### Aim:
Return every line of the items below that contains the word "shadow".

### Entries supplied:
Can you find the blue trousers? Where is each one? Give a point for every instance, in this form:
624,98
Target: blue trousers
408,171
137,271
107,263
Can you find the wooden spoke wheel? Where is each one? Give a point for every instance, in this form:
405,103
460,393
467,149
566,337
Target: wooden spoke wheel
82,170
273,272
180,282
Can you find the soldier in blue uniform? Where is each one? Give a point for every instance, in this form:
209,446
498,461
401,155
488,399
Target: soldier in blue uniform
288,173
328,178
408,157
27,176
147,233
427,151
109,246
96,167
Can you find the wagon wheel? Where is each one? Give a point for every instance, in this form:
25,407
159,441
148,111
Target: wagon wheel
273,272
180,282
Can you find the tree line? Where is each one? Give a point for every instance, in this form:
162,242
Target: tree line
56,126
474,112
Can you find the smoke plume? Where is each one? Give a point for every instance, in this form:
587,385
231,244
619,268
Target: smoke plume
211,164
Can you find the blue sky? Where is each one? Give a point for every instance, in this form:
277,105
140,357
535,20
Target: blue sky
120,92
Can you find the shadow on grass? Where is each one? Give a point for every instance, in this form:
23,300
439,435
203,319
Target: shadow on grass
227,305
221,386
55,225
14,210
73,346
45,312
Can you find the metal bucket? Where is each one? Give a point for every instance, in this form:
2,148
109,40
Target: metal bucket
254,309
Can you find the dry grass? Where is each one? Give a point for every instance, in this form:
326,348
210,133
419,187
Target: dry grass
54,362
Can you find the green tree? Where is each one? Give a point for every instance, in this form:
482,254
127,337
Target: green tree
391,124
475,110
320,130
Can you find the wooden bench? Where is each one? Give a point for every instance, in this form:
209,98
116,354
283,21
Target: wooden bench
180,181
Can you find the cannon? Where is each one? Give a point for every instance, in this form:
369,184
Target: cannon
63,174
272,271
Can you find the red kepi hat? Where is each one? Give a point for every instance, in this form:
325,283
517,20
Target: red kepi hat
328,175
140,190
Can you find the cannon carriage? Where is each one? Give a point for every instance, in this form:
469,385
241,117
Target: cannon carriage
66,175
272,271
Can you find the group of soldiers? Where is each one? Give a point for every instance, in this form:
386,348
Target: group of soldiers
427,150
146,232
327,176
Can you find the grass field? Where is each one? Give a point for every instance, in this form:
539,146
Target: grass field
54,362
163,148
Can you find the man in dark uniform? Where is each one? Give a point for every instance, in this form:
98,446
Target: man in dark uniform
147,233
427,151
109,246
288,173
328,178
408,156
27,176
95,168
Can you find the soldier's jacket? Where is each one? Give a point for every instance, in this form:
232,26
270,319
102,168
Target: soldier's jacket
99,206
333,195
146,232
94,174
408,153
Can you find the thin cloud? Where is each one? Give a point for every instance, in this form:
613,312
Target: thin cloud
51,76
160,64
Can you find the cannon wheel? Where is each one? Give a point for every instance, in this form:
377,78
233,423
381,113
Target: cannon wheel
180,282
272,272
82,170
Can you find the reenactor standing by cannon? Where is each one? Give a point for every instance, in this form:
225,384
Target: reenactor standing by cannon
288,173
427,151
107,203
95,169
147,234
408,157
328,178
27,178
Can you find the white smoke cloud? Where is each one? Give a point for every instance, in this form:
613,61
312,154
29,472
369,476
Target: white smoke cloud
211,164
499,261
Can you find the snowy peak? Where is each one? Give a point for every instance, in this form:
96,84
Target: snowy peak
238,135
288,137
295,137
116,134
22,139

---

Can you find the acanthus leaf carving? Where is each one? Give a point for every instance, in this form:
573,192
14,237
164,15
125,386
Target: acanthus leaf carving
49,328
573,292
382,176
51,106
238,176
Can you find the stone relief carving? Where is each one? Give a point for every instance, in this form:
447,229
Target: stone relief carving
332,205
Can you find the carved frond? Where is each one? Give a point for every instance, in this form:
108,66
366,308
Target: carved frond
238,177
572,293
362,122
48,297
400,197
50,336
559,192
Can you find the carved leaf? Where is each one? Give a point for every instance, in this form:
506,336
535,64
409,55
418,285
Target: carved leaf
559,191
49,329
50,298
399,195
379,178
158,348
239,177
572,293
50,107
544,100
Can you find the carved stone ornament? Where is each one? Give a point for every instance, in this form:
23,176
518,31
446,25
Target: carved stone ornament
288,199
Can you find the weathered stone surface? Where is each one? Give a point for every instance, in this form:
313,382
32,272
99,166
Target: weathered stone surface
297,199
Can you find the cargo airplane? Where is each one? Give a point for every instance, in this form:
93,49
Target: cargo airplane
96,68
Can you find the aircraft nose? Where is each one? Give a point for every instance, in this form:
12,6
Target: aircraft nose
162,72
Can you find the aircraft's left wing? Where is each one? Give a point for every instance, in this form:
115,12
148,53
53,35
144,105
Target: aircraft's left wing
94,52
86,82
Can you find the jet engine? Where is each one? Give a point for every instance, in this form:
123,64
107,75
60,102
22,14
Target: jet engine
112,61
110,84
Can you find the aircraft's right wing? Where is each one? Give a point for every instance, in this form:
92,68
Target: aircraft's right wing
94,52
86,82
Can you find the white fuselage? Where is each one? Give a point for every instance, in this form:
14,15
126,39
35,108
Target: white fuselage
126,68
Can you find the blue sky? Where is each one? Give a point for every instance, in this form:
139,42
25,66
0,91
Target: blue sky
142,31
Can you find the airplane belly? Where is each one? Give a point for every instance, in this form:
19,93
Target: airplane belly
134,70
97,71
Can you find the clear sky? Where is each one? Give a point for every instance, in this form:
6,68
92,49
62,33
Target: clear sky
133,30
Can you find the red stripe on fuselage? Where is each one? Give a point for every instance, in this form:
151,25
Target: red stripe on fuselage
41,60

### Finished task:
Can you find the shadow on grass? Where is each one? Give a point for every instance, in this form:
Target: shadow on grass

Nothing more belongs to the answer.